──────── Texto mostrado ────────

A los cuarenta y cinco años cumplidos, Goya sufrió una grave enfermedad que casi le mata. De haber fallecido en aquel momento de su vida, año de 1791, la obra pictórica hasta entonces realizada por Francisco José de Goya y Lucientes (1746-1828), no le habría encumbrado jamás al Olimpo del arte en el que todos los humanos que estamos vivos le hemos encontrado. Al menos no lo habría hecho más de lo justa que ha sido la historia del arte con muchos de sus coetáneos. De haber tenido un desenlace fatal aquella grave indisposición, que se presentó con tremendos dolores de cabeza, vértigos y dificultad para respirar y caminar, también se refieren alucinaciones, Goya sería un pintor de cartones para tapices y retratos, del nivel de los buenos maestros que trabajaban, como él, para la Real Fábrica de Tapices de Santa Bárbara, y pintor de cámara de Carlos IV. Como otros tantos artistas. Cierto que, ya para entonces, y aunque su obra independiente en la época que cayó enfermo en Cádiz era casi ninguna, todos reconocían en él un fuerte talento artístico.

Mucho se ha escrito sobre este suceso. En los boletines del Museo del Prado, se recoge la licencia real, otorgada a Goya para viajar a Sevilla y luego Cádiz, considerando que aquellos aires más cálidos mejorarían su salud. Goya fabricaba algunas de sus pinturas, en especial el blanco, a base a albayalde (carbonato de plomo). Esta costumbre de siempre, se considera la causa principal de que padeciera de saturnismo o intoxicación por plomo. Sus cefaleas, dolores abdominales y dificultad para caminar, perdida de equilibrio, deterioro grave de la audición y convulsiones; contrariamente a lo que se esperaba la sintomatología se agravó en su viaje a Andalucía.

──────── Material de estudio ────────

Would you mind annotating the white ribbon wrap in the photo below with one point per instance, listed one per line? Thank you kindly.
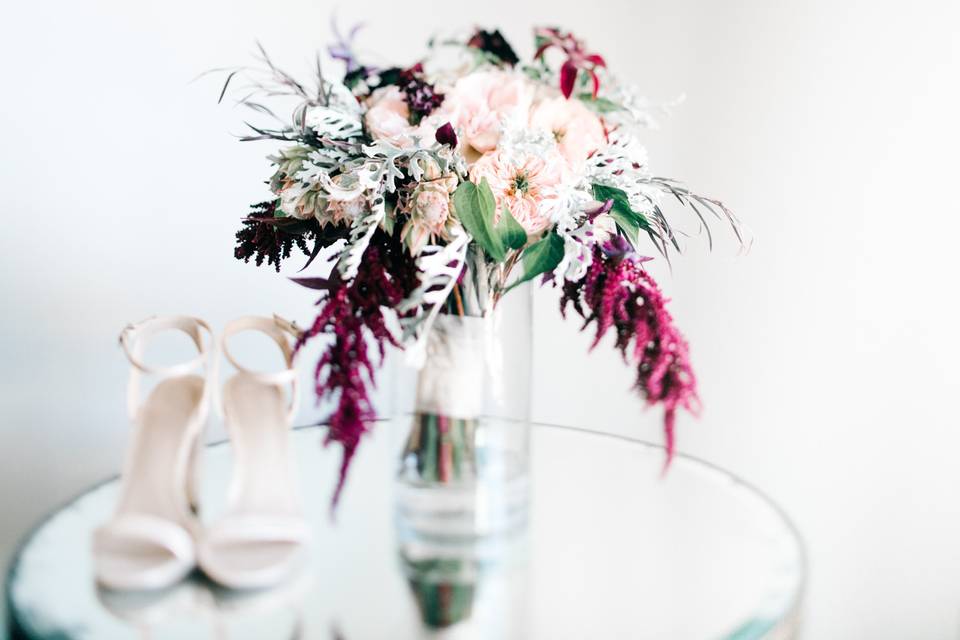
(451, 382)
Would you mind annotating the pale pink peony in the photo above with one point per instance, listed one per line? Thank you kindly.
(343, 211)
(388, 119)
(577, 130)
(527, 184)
(429, 216)
(480, 103)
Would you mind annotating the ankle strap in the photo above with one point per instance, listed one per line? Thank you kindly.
(132, 340)
(280, 330)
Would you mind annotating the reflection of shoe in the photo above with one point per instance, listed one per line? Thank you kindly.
(151, 608)
(149, 542)
(262, 538)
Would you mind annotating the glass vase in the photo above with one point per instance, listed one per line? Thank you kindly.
(464, 464)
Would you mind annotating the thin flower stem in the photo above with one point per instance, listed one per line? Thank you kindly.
(456, 296)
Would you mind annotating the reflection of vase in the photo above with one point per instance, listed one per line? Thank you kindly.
(476, 586)
(464, 465)
(443, 593)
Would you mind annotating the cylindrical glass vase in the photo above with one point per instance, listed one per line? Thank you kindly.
(465, 461)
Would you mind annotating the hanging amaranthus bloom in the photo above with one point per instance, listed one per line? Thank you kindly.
(617, 293)
(353, 314)
(577, 58)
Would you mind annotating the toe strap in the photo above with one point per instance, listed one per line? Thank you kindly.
(125, 551)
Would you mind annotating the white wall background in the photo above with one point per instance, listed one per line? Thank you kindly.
(827, 357)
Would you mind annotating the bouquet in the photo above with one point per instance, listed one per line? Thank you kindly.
(439, 187)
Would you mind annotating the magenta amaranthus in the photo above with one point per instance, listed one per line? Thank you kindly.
(617, 293)
(352, 313)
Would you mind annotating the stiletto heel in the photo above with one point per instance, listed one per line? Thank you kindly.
(149, 541)
(263, 536)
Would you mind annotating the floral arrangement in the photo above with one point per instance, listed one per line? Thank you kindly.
(440, 186)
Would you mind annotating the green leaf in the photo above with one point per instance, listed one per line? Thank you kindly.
(541, 257)
(629, 221)
(511, 234)
(475, 206)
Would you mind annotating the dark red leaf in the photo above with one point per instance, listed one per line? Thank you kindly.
(446, 135)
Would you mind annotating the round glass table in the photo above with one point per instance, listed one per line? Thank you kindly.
(612, 548)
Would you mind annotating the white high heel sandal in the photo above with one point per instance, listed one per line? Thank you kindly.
(262, 538)
(149, 542)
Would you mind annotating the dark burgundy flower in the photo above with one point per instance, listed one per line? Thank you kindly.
(446, 135)
(264, 237)
(494, 43)
(617, 293)
(577, 58)
(421, 97)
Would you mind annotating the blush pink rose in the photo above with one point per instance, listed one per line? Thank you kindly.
(388, 119)
(577, 130)
(480, 103)
(527, 184)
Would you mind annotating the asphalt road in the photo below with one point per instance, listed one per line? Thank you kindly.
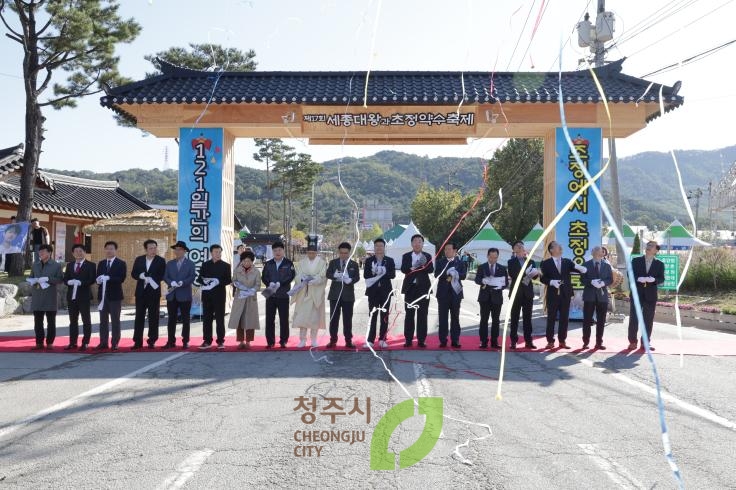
(214, 420)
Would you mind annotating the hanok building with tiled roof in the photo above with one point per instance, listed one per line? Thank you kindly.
(393, 107)
(63, 204)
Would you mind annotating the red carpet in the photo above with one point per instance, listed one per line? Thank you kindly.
(468, 342)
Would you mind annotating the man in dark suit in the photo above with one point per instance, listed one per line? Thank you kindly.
(492, 279)
(378, 272)
(595, 296)
(214, 275)
(79, 276)
(556, 272)
(417, 267)
(111, 273)
(277, 276)
(179, 276)
(649, 273)
(343, 273)
(524, 300)
(148, 272)
(450, 271)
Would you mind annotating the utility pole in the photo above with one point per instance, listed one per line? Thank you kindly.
(595, 37)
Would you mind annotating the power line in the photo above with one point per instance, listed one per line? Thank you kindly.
(691, 59)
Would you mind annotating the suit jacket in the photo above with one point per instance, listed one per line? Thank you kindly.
(550, 272)
(444, 287)
(383, 287)
(117, 273)
(487, 294)
(526, 291)
(156, 272)
(605, 274)
(284, 274)
(45, 299)
(87, 275)
(647, 293)
(416, 282)
(186, 274)
(338, 289)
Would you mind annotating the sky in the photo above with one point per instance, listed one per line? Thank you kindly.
(399, 35)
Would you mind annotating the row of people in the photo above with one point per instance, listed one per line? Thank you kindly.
(310, 276)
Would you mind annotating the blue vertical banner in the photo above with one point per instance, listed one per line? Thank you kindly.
(579, 230)
(200, 194)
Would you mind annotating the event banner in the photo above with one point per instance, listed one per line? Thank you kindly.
(200, 192)
(671, 270)
(579, 230)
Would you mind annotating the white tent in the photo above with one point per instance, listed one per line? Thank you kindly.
(486, 238)
(676, 237)
(531, 238)
(402, 244)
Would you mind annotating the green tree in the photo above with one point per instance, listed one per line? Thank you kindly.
(269, 150)
(73, 37)
(207, 56)
(518, 169)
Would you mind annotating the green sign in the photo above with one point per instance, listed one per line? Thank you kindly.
(671, 270)
(382, 458)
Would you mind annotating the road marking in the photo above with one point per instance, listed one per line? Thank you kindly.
(700, 412)
(87, 394)
(186, 470)
(614, 471)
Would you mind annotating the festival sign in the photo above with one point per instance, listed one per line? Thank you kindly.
(579, 230)
(200, 193)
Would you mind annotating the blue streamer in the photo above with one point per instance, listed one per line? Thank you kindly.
(634, 296)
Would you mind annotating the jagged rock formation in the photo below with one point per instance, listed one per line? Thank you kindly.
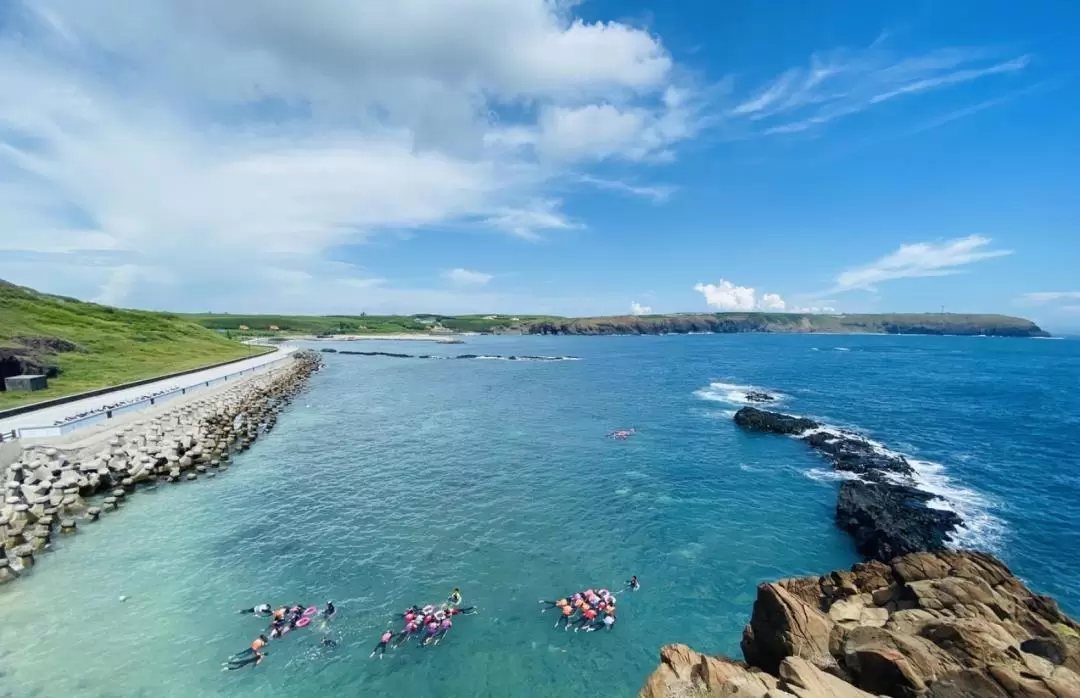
(883, 511)
(786, 322)
(945, 625)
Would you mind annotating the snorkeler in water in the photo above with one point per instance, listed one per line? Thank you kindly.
(468, 611)
(410, 629)
(429, 632)
(566, 614)
(444, 627)
(381, 647)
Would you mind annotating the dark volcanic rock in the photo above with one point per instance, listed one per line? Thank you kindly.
(853, 454)
(890, 520)
(772, 421)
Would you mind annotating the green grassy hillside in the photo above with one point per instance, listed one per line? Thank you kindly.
(96, 346)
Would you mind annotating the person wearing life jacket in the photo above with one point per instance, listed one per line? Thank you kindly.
(429, 632)
(381, 647)
(567, 613)
(252, 656)
(586, 617)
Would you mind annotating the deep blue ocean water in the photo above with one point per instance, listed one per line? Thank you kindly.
(392, 481)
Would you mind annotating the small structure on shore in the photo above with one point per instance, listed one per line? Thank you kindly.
(26, 383)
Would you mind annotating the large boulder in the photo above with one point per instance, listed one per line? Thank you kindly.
(888, 520)
(941, 625)
(784, 626)
(772, 421)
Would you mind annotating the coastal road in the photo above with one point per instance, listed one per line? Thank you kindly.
(48, 416)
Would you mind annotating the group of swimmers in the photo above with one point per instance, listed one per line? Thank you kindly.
(589, 609)
(283, 620)
(428, 623)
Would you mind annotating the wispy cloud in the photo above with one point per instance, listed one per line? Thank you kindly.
(468, 277)
(283, 134)
(1050, 296)
(658, 193)
(846, 81)
(919, 259)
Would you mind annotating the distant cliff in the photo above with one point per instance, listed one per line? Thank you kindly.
(783, 322)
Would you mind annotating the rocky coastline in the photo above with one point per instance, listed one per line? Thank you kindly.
(880, 506)
(935, 625)
(51, 490)
(962, 324)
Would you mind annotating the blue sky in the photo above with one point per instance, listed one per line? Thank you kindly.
(531, 156)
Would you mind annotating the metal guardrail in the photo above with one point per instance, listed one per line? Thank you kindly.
(22, 410)
(105, 415)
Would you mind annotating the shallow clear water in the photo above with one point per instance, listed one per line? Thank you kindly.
(392, 481)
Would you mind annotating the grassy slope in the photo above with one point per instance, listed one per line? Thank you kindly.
(121, 345)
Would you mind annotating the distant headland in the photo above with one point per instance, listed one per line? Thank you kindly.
(994, 325)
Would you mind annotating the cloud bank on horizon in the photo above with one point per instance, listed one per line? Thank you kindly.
(349, 157)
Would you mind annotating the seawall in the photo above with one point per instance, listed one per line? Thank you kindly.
(50, 490)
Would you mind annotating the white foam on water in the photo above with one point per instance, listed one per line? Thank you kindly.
(820, 474)
(981, 528)
(736, 394)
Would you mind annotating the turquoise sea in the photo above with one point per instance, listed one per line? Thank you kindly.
(391, 481)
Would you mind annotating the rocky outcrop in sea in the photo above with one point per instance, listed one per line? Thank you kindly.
(51, 491)
(881, 506)
(934, 625)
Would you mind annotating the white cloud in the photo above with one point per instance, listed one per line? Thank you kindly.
(269, 135)
(602, 131)
(467, 277)
(846, 81)
(919, 259)
(1050, 296)
(771, 301)
(727, 296)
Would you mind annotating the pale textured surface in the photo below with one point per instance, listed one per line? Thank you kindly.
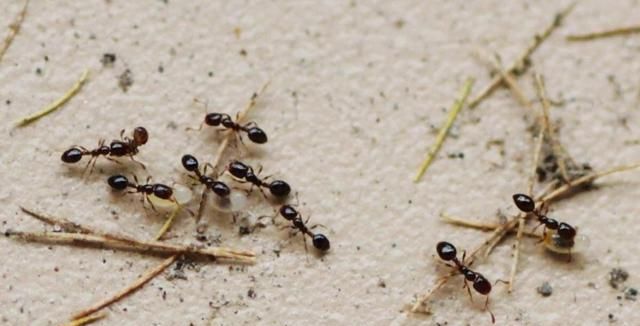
(351, 111)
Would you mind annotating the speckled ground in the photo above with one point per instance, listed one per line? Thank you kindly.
(357, 91)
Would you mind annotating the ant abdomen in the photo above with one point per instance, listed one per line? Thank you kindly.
(524, 203)
(71, 155)
(446, 251)
(257, 135)
(321, 242)
(279, 188)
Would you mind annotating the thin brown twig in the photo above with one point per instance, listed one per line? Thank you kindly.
(86, 320)
(146, 247)
(520, 64)
(480, 225)
(620, 31)
(146, 277)
(458, 104)
(14, 28)
(553, 140)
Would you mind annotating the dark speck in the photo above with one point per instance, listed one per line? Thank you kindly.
(545, 289)
(617, 276)
(108, 59)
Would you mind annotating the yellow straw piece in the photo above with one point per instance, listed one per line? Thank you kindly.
(57, 104)
(444, 131)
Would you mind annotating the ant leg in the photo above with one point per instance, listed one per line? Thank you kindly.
(486, 307)
(140, 163)
(466, 285)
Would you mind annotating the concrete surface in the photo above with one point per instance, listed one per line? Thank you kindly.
(357, 91)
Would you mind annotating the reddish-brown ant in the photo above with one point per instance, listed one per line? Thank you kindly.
(119, 182)
(449, 253)
(277, 188)
(117, 148)
(319, 240)
(526, 204)
(190, 163)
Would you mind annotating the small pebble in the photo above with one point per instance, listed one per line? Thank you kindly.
(545, 289)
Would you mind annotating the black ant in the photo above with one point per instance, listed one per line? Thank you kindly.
(566, 232)
(190, 163)
(319, 240)
(252, 130)
(277, 188)
(117, 148)
(119, 182)
(449, 253)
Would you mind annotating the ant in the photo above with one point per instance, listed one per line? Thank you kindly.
(319, 240)
(190, 163)
(117, 148)
(278, 188)
(252, 130)
(526, 204)
(449, 253)
(119, 182)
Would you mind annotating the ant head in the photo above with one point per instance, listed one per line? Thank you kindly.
(321, 242)
(71, 155)
(238, 169)
(119, 148)
(524, 203)
(161, 191)
(446, 251)
(481, 284)
(566, 231)
(220, 189)
(279, 188)
(288, 212)
(118, 182)
(140, 135)
(213, 119)
(257, 135)
(189, 162)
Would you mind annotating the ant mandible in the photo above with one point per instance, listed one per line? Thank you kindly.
(278, 188)
(526, 204)
(319, 240)
(190, 163)
(252, 130)
(117, 148)
(449, 253)
(119, 182)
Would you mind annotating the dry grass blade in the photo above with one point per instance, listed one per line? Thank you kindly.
(147, 247)
(148, 275)
(86, 320)
(444, 131)
(520, 64)
(621, 31)
(14, 28)
(56, 104)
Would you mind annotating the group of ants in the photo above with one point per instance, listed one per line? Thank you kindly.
(565, 237)
(241, 172)
(281, 189)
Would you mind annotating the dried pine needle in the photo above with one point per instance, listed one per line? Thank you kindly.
(444, 131)
(151, 273)
(621, 31)
(520, 64)
(86, 320)
(14, 28)
(57, 104)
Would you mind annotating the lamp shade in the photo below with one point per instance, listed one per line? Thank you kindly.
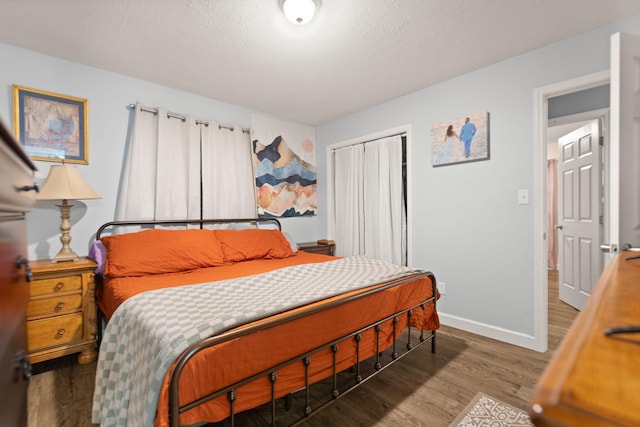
(299, 11)
(65, 183)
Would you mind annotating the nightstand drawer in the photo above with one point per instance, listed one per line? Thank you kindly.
(54, 331)
(53, 306)
(55, 285)
(317, 248)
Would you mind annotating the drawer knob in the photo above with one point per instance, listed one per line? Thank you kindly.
(23, 262)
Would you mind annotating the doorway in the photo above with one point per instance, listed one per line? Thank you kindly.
(542, 97)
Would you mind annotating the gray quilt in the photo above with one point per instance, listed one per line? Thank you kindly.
(149, 331)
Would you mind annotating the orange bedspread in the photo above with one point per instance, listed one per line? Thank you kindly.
(229, 362)
(115, 291)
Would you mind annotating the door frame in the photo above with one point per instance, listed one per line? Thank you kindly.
(541, 97)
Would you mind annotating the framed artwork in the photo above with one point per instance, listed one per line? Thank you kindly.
(284, 165)
(461, 140)
(50, 126)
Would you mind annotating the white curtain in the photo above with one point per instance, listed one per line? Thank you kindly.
(161, 177)
(370, 216)
(384, 200)
(228, 186)
(349, 200)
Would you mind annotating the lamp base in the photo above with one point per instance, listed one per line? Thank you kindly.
(65, 256)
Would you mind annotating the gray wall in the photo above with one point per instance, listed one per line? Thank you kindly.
(108, 94)
(467, 225)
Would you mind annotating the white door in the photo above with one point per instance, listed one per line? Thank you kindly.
(624, 176)
(580, 206)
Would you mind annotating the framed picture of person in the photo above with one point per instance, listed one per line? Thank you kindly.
(50, 126)
(461, 140)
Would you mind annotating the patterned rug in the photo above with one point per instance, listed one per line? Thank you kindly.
(487, 411)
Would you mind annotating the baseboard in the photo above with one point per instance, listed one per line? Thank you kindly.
(489, 331)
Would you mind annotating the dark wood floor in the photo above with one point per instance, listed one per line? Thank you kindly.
(422, 389)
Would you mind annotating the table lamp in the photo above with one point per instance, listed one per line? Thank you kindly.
(65, 183)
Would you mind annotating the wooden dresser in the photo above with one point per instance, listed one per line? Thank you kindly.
(17, 196)
(61, 316)
(594, 379)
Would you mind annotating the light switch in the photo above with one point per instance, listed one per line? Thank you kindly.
(523, 197)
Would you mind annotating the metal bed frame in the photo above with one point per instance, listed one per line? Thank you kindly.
(380, 361)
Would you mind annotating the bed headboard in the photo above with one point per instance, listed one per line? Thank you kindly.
(255, 222)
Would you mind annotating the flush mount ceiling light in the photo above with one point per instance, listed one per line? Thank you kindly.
(299, 12)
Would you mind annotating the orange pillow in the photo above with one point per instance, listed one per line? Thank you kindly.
(161, 251)
(244, 245)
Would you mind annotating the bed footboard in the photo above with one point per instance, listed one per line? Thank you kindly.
(405, 339)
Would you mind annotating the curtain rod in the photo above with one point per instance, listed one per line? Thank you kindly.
(368, 140)
(183, 118)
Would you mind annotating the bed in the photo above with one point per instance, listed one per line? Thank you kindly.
(203, 323)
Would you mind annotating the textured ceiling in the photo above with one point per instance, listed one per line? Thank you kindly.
(354, 54)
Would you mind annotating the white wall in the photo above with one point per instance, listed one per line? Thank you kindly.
(108, 94)
(467, 226)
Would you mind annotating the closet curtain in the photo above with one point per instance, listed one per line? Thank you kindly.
(370, 217)
(176, 167)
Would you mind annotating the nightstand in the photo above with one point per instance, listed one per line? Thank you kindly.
(61, 315)
(317, 248)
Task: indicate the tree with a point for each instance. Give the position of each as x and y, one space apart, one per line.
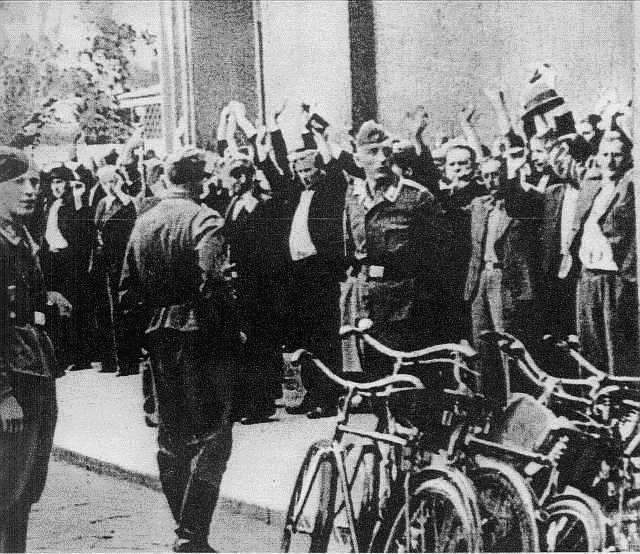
36 75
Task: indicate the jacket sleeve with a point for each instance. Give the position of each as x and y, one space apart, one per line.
217 308
280 153
5 332
521 204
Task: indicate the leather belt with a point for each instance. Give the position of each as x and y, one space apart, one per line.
371 271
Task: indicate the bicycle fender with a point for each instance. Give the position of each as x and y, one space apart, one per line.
572 493
523 489
462 484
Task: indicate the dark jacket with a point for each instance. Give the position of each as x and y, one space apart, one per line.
113 226
172 269
515 248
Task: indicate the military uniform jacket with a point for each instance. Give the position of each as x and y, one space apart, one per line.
395 235
26 364
26 348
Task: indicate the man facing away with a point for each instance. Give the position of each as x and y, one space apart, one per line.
173 275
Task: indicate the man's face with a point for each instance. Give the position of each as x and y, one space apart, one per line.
612 160
57 188
307 171
18 196
490 171
458 164
372 158
585 129
538 154
109 183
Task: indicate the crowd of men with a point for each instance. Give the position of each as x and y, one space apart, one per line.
213 263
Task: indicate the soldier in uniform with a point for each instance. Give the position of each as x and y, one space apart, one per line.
393 244
174 274
27 365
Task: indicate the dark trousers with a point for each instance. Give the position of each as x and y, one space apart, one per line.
607 313
494 309
193 383
315 324
13 528
105 328
557 305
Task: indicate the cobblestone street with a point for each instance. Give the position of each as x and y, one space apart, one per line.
81 511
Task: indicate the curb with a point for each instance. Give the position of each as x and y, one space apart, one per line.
231 505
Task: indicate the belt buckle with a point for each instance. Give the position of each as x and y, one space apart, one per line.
376 271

────────

# Con esta información:
[1] Reproduce el tramo del texto sobre Goya que va desde "Mucho se ha" hasta "viaje a Andalucía." y sustituye "albayalde" por "cerusa".
[2] Prosigue el texto sobre Goya a partir del punto en que termina.
Los ítems provienen de otra fuente.

# Respuestas numeradas:
[1]
Mucho se ha escrito sobre este suceso. En los boletines del Museo del Prado, se recoge la licencia real, otorgada a Goya para viajar a Sevilla y luego Cádiz, considerando que aquellos aires más cálidos mejorarían su salud. Goya fabricaba algunas de sus pinturas, en especial el blanco, a base a cerusa (carbonato de plomo). Esta costumbre de siempre, se considera la causa principal de que padeciera de saturnismo o intoxicación por plomo. Sus cefaleas, dolores abdominales y dificultad para caminar, perdida de equilibrio, deterioro grave de la audición y convulsiones; contrariamente a lo que se esperaba la sintomatología se agravó en su viaje a Andalucía.

[2]
La secuela más conocida de esta etapa de debilidad física y ansiedad fue una cofosis bilateral que, después de los primeros meses de escuchar apenas zumbidos, le dejó sordo para el resto de su vida.

Algunos de los partidarios de esta hipótesis, en relación con su enfermedad, alegan, también, episodios de alucinaciones. En consecuencia, se atribuye a una especie (permítanme los colegas la licencia) «psicosis saturnina», que Goya padeciera de por vida un desdoblamiento de personalidad, o al menos una disonancia cognitiva que afectaría a su forma de expresarse plásticamente. La hipótesis de la intoxicación saturnina, que se debe al psiquiatra norteamericano William Niederland (Las enfermedades de Goya,1972) , decae mucho cuando se sabe, por las facturas que pagaba tacañamente a Pedro Gómez por mezclar polvos y aceites para las pinturas de Goya. Y también, como ocurre en el caso de las dos otras hipótesis que se barajan: síndrome de Susac y sífilis, como causantes de esa enfermedad que lo vino a cambiar todo, porque no existe evidencia documental de sintomatología delirante, excitación mental extrema o episodios de convulsiones, destacables.

Por eso, con lo de la «psicosis saturnina», me refiero a que, por lo que vamos entendiendo de su vida y obra, las secuelas mentales y neurológicas de Goya no parecen ir más allá de un agravamiento de su carácter huraño.

Los que conectan con la idea de un trastorno mental o conflictos psicológicos serios en Goya, aluden, por el contrario, que esta información veraz al menos nos puede poner sobre la pista de déficits cognitivos, como la disonancia y trastornos de conducta que mediarían en la aparición de un estilo oscuro y hasta dramático en el pinto. En contraste con la luminosidad barroca de sus obras institucionales y retratos de enorme calidad figurativa. El ejemplo para contrastar suele ser La Familia de Carlos IV, un rey conocido como «el cazador», por ser esta la única habilidad que se le reconoce, en el que Goya sigue la línea de Diego de Velázquez. No obstante, en las obras en las que Goya ejerce como pintor de cámara primero y primer pintor de cámara después, expresa una enorme habilidad psicológica para capturar la apariencia (y me refiero a lo que parece, pero no es) de los sujetos que pintaba.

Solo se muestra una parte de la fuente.